■ **SOURCE TEXT**
## start

Function to calculate distances:
distance_xy = function (x1, y1, x2, y2) {
sqrt((x2 - x1)^2 + (y2 -y1)^2)
}
Determine the previous id within a distance of 30 meters. Set id equal to NA in case all distances are greater than 30 meters.
library(tidyverse)
previous_id_fn <- function(v, w, years){
dists <- map2_dbl(lifetime_census$locx, lifetime_census$locy, ~distance_xy(.x, .y, v, w))
df <- data.frame(previous = lifetime_census$previous_id,
dist = dists,
life = lifetime_census$lifespan) %>%
filter(life < years)
id <- df$previous[[which.min(df$dist)]]
if (min(df$dist, na.rm = TRUE) > 30) { id <- NA }
return(id)
}
First join data.frame owners with data.frame lifetime_census to obtain a column with previous_id. Then apply the above defined function to each row of the data.frame.

## end

■ **DIRECTIONS FOR THIS TASK**
Write the next part of the R walkthrough on matching previous IDs by distance, starting right after its last sentence.

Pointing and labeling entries
## start

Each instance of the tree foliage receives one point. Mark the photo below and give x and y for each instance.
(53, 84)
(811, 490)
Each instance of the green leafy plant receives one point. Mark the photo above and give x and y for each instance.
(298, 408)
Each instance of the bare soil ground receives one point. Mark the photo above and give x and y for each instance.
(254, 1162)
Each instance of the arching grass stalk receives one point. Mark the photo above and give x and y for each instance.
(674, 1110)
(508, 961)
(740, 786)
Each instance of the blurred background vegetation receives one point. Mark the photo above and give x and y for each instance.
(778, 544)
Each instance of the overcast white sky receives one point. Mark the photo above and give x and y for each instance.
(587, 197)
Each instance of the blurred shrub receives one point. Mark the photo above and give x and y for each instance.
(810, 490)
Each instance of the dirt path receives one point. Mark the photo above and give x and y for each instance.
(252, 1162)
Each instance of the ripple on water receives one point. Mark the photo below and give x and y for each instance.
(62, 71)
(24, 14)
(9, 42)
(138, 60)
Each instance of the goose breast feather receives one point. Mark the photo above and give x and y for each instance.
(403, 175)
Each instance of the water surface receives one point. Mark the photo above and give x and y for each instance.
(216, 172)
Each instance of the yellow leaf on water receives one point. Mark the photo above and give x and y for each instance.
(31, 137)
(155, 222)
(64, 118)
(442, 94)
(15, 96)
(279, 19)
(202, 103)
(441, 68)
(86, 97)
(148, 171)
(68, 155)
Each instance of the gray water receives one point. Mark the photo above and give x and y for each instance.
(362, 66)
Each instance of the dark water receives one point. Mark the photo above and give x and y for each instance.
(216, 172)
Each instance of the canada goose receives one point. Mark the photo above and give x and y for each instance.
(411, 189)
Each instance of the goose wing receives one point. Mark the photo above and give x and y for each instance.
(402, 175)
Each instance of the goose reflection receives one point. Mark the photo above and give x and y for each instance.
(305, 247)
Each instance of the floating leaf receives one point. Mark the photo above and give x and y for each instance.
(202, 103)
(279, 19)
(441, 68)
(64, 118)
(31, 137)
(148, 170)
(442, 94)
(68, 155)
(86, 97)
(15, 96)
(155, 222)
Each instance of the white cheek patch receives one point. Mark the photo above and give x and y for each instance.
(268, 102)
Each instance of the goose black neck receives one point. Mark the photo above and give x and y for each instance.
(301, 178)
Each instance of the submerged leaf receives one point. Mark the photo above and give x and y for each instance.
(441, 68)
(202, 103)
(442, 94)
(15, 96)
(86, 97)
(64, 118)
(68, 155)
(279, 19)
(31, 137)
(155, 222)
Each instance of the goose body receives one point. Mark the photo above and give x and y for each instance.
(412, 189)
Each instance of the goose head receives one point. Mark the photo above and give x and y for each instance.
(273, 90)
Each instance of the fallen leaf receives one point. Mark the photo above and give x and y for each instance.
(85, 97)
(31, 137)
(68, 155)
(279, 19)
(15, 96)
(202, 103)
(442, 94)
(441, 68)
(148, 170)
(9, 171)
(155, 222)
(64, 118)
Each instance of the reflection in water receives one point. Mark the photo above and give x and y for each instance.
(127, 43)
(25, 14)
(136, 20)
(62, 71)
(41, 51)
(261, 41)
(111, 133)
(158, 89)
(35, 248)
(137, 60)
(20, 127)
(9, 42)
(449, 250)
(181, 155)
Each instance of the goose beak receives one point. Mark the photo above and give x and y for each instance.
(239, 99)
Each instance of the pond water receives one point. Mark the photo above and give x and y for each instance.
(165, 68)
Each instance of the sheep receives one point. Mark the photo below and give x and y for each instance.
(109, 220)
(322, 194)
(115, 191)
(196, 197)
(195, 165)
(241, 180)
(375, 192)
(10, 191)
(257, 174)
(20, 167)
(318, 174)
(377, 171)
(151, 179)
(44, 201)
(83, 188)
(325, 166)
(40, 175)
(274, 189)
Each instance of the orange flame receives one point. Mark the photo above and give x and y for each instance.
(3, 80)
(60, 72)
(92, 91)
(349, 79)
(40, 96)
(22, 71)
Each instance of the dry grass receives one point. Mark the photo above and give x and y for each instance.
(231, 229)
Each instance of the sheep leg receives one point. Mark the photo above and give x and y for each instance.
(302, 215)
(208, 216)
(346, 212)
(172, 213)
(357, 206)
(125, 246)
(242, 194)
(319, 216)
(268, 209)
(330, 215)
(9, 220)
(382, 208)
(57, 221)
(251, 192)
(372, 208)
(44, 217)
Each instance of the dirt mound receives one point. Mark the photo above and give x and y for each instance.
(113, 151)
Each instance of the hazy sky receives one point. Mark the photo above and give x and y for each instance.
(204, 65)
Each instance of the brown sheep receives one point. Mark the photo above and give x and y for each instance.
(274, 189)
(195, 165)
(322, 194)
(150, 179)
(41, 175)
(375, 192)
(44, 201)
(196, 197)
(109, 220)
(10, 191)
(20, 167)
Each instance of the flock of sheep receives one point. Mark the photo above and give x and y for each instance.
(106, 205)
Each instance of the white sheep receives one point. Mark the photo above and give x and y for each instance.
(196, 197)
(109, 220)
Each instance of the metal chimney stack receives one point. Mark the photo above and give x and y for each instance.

## end

■ **TASK RESULT**
owners %>%
left_join(., lifetime_census, by = c("reflo.x" = "reflo")) %>%
select(squirrel_id:spring_locy, previous_id) %>%
rowwise() %>%
mutate(previous_id = ifelse(is.na(previous_id),
previous_id_fn(spring_locx, spring_locy, 1000),
previous_id))
Edit:
I added an argument years to function previous_id_fn(). In case lifespan > years the function now returns NA.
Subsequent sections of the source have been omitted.